(SOURCE MATERIAL)
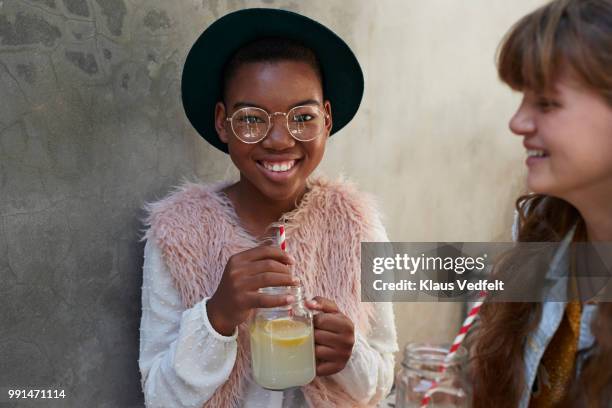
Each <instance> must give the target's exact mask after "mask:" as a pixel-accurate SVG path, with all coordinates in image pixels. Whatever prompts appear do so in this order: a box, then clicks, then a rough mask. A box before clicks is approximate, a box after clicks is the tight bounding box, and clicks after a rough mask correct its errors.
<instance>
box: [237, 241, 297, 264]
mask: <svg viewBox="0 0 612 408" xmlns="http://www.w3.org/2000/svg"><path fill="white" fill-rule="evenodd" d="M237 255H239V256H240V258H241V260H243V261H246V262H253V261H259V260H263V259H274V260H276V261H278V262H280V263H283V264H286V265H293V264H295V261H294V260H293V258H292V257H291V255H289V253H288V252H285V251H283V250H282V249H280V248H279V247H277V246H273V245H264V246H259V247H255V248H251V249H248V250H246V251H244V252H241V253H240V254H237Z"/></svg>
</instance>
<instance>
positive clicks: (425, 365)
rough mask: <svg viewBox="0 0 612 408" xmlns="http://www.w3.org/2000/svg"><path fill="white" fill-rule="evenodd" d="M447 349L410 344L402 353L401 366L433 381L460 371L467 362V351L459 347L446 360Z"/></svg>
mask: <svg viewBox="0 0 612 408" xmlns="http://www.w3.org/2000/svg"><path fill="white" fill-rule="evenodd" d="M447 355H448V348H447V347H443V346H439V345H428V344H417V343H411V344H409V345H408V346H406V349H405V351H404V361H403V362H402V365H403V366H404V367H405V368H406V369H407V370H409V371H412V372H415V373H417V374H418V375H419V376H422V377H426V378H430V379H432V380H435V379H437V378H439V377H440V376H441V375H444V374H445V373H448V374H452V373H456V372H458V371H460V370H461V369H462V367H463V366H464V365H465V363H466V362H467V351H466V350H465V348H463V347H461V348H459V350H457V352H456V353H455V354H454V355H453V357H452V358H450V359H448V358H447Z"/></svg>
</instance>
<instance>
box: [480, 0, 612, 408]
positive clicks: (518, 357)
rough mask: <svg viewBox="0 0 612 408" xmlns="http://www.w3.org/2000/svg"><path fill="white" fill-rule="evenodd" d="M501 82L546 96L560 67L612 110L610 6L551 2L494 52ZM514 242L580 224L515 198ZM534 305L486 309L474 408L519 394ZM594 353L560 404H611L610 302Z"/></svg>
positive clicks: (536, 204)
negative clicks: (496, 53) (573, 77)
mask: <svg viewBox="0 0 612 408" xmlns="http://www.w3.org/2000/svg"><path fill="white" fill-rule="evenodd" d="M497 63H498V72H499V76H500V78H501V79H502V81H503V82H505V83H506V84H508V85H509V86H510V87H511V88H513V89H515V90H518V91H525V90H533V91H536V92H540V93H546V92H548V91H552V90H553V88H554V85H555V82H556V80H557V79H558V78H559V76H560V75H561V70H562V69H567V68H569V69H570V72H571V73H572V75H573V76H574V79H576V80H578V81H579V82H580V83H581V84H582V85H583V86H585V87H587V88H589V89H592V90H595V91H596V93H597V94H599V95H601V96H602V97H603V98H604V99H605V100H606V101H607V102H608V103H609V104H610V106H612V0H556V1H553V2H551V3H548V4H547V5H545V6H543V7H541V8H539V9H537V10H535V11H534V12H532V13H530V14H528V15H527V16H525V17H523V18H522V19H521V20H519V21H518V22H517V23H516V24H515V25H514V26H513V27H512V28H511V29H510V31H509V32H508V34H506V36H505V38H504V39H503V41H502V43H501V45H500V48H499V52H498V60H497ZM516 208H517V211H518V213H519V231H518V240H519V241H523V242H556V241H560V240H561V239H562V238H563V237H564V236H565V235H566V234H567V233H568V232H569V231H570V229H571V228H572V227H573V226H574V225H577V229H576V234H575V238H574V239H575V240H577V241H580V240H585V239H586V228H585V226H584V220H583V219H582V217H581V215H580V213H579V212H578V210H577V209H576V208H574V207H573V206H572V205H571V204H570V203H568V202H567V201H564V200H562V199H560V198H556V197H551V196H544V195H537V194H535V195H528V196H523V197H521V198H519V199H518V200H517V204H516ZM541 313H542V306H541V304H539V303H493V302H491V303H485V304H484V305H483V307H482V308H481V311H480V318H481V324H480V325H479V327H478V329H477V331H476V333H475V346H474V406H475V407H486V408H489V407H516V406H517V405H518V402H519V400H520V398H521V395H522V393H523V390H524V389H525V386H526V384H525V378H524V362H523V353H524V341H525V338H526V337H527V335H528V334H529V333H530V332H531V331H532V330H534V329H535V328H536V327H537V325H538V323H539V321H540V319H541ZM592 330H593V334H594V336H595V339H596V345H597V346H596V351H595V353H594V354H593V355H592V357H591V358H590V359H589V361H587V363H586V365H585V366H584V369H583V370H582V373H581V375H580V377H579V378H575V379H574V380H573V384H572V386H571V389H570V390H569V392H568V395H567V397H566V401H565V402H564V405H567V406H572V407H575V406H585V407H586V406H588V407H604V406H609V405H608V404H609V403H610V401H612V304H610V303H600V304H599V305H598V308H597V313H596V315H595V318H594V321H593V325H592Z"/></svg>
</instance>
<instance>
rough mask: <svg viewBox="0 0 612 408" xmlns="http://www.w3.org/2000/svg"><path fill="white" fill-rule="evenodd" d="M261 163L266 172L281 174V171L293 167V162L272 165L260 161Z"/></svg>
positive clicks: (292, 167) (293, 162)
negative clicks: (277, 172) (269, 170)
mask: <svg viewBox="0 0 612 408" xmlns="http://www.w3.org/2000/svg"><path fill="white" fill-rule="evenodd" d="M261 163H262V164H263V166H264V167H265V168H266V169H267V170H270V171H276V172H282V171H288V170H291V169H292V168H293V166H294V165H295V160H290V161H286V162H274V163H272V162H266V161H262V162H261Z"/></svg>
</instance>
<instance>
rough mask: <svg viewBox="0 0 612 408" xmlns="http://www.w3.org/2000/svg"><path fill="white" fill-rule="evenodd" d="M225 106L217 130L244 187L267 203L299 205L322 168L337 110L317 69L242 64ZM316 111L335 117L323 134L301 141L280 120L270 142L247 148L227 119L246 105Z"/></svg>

--

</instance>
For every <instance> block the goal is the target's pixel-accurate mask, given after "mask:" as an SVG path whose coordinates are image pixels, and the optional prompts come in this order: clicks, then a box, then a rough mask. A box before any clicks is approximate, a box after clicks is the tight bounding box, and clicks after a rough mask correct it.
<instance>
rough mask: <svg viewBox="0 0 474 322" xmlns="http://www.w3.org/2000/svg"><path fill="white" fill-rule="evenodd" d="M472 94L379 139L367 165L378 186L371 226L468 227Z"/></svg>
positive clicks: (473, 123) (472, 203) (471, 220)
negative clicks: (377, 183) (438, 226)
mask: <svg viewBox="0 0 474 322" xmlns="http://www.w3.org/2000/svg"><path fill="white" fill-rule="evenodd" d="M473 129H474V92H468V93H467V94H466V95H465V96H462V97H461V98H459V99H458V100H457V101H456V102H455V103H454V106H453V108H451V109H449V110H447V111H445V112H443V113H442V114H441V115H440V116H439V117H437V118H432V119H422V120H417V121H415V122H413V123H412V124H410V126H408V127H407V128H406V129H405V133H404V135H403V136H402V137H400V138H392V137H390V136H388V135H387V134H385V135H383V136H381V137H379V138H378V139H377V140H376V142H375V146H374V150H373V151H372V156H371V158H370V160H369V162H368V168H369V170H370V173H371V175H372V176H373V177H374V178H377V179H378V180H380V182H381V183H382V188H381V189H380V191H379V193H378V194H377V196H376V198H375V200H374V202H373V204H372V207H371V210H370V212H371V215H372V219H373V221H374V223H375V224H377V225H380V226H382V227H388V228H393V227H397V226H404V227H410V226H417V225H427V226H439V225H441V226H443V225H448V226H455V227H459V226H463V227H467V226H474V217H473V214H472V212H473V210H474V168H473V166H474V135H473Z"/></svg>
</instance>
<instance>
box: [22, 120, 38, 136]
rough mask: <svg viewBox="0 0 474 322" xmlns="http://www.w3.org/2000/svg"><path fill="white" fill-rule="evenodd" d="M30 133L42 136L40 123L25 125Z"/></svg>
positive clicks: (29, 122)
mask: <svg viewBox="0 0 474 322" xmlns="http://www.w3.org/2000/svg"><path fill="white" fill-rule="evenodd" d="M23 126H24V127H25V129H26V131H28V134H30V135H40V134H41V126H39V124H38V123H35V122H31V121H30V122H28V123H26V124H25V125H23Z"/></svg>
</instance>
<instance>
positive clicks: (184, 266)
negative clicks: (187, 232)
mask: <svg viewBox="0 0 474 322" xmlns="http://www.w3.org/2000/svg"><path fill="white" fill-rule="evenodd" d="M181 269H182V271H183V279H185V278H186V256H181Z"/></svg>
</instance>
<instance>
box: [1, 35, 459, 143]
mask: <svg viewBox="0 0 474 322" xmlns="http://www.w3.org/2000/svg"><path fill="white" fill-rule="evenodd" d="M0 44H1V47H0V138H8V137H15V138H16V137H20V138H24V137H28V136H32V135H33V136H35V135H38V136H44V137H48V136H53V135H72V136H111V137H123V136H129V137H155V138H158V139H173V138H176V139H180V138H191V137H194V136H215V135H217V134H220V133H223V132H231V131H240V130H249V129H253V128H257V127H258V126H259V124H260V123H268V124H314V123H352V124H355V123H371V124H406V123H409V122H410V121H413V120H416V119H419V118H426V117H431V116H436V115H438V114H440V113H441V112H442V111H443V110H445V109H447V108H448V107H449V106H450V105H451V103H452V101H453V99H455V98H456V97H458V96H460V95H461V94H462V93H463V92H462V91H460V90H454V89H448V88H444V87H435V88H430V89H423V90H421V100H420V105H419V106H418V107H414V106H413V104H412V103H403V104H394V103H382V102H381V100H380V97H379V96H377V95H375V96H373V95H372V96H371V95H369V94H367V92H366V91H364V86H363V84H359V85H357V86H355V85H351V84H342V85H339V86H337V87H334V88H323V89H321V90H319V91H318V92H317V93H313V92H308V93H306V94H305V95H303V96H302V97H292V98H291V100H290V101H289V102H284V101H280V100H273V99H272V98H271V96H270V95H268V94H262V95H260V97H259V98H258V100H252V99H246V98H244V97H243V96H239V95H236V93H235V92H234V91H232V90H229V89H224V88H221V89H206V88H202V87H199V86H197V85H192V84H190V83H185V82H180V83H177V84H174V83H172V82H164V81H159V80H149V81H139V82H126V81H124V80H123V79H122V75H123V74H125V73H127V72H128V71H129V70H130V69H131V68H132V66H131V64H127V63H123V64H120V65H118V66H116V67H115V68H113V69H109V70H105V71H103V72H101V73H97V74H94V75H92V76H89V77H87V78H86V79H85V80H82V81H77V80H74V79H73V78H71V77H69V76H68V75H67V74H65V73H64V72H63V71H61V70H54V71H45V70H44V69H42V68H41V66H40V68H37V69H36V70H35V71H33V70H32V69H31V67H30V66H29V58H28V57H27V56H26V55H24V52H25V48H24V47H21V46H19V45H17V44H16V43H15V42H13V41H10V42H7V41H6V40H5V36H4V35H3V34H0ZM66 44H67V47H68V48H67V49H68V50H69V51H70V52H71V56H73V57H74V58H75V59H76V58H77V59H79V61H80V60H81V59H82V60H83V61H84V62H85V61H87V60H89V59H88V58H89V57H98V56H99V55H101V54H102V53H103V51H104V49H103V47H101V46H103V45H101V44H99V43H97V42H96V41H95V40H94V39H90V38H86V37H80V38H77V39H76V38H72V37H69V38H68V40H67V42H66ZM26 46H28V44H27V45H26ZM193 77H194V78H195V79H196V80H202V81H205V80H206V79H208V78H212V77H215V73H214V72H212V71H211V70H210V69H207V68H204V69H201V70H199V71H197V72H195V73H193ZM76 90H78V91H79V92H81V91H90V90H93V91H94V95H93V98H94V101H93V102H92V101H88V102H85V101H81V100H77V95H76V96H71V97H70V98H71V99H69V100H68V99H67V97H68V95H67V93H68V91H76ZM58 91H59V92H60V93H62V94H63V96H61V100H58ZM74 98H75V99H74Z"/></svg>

==

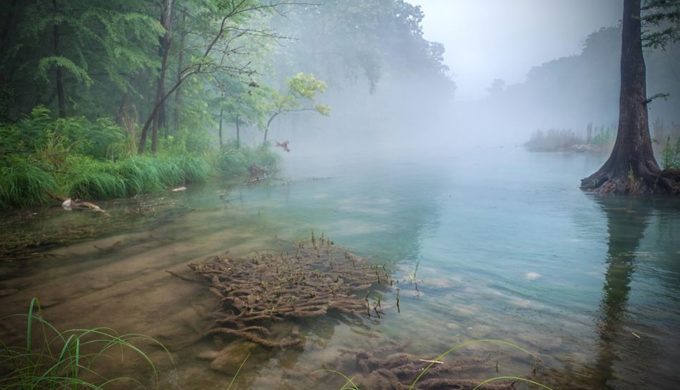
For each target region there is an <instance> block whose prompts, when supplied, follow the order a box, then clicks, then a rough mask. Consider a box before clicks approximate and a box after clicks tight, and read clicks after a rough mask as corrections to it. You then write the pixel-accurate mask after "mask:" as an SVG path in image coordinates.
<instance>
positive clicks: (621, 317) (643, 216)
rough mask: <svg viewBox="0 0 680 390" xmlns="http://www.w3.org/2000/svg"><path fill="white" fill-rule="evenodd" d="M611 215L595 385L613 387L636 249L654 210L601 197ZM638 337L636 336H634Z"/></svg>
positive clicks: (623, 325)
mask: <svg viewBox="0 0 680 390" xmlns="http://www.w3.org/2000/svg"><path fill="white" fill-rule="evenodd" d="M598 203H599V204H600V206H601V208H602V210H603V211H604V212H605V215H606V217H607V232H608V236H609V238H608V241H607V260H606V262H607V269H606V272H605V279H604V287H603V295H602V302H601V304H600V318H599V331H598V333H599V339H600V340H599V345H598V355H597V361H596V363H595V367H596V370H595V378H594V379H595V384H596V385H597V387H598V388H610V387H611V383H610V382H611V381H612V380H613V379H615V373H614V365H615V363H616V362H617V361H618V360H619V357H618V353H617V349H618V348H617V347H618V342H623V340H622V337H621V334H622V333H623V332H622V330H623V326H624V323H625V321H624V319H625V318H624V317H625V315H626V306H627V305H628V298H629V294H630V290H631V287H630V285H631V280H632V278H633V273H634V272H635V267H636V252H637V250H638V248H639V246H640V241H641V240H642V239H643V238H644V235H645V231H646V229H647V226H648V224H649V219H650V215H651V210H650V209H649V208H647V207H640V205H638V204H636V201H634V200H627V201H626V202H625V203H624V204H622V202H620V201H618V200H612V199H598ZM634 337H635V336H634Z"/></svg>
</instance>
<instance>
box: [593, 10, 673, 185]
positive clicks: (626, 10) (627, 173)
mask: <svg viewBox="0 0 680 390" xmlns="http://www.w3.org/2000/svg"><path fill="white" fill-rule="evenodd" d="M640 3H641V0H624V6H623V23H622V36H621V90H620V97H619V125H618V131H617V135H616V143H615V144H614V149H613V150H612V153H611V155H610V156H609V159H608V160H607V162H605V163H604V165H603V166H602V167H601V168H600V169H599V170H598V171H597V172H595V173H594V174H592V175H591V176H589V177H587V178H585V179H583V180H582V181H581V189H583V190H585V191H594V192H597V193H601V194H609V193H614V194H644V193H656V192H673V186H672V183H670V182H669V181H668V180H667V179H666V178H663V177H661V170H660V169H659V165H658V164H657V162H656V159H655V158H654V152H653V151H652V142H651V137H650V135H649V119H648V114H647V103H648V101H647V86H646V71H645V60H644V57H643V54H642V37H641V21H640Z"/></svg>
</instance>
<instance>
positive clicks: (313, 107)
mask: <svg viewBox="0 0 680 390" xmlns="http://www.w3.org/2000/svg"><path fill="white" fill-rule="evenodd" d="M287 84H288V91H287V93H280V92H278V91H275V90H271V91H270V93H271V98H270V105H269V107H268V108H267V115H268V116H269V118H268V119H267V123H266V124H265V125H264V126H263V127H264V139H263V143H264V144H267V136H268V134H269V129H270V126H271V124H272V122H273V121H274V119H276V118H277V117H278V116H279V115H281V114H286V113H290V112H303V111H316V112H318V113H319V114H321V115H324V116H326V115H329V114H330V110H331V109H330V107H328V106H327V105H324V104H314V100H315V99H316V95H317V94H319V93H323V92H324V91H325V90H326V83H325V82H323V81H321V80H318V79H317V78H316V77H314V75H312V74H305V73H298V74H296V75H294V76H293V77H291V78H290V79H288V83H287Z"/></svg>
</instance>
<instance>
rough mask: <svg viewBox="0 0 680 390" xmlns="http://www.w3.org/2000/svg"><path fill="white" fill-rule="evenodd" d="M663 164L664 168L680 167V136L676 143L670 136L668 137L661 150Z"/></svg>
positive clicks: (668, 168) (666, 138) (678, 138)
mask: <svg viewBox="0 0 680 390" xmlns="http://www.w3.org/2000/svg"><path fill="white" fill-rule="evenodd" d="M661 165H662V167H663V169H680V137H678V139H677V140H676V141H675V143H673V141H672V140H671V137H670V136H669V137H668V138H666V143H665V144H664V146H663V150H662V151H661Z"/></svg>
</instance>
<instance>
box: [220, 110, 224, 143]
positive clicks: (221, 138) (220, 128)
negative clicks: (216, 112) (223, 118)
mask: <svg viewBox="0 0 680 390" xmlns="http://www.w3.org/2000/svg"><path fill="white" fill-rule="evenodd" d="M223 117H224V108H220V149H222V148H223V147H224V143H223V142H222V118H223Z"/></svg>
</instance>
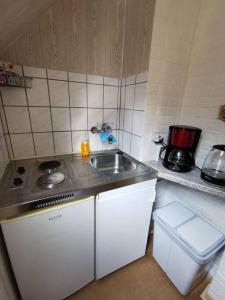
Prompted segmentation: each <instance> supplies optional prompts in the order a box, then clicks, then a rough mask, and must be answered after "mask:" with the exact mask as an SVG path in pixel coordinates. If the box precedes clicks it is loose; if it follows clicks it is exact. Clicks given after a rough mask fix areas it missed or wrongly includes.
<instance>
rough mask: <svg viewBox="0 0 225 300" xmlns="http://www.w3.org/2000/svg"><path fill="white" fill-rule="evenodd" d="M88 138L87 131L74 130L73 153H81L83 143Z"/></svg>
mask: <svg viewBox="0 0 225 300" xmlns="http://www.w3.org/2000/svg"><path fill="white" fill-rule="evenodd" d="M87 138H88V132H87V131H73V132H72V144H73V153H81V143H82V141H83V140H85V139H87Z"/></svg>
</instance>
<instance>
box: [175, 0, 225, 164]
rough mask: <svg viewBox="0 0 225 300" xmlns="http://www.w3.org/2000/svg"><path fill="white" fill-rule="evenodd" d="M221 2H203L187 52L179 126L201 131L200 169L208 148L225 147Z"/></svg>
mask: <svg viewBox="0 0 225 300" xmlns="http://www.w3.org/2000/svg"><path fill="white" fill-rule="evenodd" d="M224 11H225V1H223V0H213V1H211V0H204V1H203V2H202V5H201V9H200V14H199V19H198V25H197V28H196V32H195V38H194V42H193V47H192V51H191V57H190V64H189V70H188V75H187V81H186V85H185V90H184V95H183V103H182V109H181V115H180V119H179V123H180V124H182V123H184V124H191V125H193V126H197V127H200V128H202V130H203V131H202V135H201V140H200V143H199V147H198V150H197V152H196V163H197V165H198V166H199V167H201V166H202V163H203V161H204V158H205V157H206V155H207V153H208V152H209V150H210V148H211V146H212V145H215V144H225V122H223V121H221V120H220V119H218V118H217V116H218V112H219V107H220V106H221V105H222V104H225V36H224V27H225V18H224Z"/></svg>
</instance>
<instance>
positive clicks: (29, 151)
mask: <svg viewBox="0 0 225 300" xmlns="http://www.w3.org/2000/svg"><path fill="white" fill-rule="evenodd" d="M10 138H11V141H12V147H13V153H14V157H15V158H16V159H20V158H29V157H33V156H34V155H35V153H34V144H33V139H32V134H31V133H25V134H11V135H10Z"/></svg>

(REQUEST)
Extract the lines of the listing from the line containing "Each <instance> must" to the line containing "box: [237, 241, 297, 264]", both included, and reproduce them without any change.

(ANSWER SECTION)
Each <instance> must give the target's exact mask after "mask:" as a pixel-accurate SVG path, with all coordinates in image pixels. Whatever prompts appear do so in this order: a box, then clicks, then a rough mask. A box before clicks is approximate, a box after clicks is the tight bounding box, and clicks after a rough mask correct its errors.
<instance>
box: [237, 241, 297, 264]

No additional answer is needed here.